**The problem:** Please render the records below as a Markdown table with two columns, n for the row number and Line for the line, skipping blank lines. Leave the pictures out of your answer.

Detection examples
^^^^
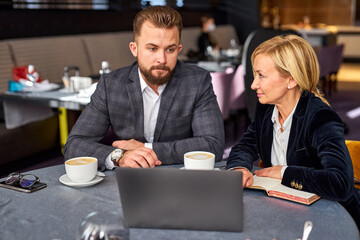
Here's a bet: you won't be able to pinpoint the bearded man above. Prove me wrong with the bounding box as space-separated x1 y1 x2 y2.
64 6 224 171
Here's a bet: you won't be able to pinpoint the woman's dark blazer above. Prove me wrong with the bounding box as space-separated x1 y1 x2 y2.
227 91 360 227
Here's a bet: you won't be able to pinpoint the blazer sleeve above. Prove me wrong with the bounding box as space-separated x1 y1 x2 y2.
282 107 353 201
153 71 225 164
226 120 259 171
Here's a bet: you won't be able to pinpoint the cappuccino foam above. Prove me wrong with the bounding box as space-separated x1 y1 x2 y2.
66 158 96 165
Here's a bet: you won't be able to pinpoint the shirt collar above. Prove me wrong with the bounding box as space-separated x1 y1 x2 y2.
138 68 166 95
271 101 299 130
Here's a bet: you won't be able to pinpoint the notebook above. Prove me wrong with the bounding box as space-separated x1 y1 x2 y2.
116 168 243 232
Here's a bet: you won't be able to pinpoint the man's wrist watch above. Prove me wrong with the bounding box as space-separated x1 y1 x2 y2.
111 148 124 166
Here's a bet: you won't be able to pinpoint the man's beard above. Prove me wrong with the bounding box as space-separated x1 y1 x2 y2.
139 65 175 86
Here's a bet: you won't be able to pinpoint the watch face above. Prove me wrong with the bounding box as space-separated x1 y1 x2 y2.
111 149 123 160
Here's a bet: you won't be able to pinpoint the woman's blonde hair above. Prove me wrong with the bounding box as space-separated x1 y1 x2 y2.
251 35 328 104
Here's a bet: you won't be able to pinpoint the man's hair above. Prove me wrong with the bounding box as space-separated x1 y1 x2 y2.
133 6 183 41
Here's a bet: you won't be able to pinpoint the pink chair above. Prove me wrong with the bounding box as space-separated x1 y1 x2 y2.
230 65 246 110
210 68 234 120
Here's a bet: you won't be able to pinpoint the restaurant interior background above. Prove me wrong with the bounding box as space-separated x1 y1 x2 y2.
0 0 360 176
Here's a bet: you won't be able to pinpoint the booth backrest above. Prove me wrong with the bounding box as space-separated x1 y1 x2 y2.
^^^^
**Finished task:**
| n | Line |
|---|---|
| 1 | Here's a bet: you won't be able to pinpoint the bearded man above. Prove me wrong with the bounding box as space-separated x1 y1 x2 y2. |
| 2 | 64 6 224 171 |
| 3 | Here's a bet: you won't be able to pinpoint the woman's dark blazer above. Prove me wrong with the bounding box as space-separated x1 y1 x2 y2. |
| 4 | 227 91 360 227 |
| 5 | Here's a bet: you won't be able to pinpoint the blazer sleeve above. Prove me wrong with the bounding box as space-separated x1 y1 x2 y2. |
| 6 | 282 107 353 201 |
| 7 | 153 71 225 164 |
| 8 | 226 120 259 171 |
| 9 | Here's a bet: you won't be able to pinpoint the cappuccino foam above. Prove me wrong with the bounding box as space-separated x1 y1 x2 y2. |
| 10 | 66 158 96 165 |
| 11 | Here's a bet: you won't be able to pinpoint the shirt collar above. Prove me wrong with the bounding box as space-separated x1 y1 x2 y2. |
| 12 | 138 68 166 95 |
| 13 | 271 101 299 130 |
| 14 | Here's a bet: you won't be able to pinpoint the notebook above. Prove me wrong with the bounding box as space-separated x1 y1 x2 y2. |
| 15 | 116 168 243 232 |
| 16 | Here's a bet: you won't be able to pinpoint the man's wrist watch above. Prove me wrong with the bounding box as space-separated x1 y1 x2 y2. |
| 17 | 111 148 124 166 |
| 18 | Here's a bet: you won't be able to pinpoint the man's beard above. Prove me wrong with the bounding box as space-separated x1 y1 x2 y2. |
| 19 | 139 65 175 86 |
| 20 | Here's a bet: you won't be able to pinpoint the watch face above. Prove me wrong with the bounding box as space-separated x1 y1 x2 y2. |
| 21 | 111 149 123 160 |
| 22 | Here's a bet: you won't be able to pinpoint the woman's blonde hair above. Prove me wrong with the bounding box as space-separated x1 y1 x2 y2. |
| 23 | 251 35 328 104 |
| 24 | Here's a bet: you won't be able to pinpoint the man's hair above. Prove me wrong with the bounding box as space-separated x1 y1 x2 y2. |
| 25 | 133 6 183 41 |
| 26 | Here's a bet: you won't be able to pinpoint the pink chair above. Prove me wrong with the bounding box as space-separated x1 y1 x2 y2. |
| 27 | 230 65 246 110 |
| 28 | 210 68 234 120 |
| 29 | Here's a bet: you won't be able to pinpoint the restaurant interior background above. Prove me wrong with the bounding box as space-separated x1 y1 x2 y2. |
| 30 | 0 0 360 176 |
| 31 | Here's a bet: you won't be able to pinpoint the booth backrest above. Prove me wrong with the bounding box as space-separated x1 y1 x2 y2. |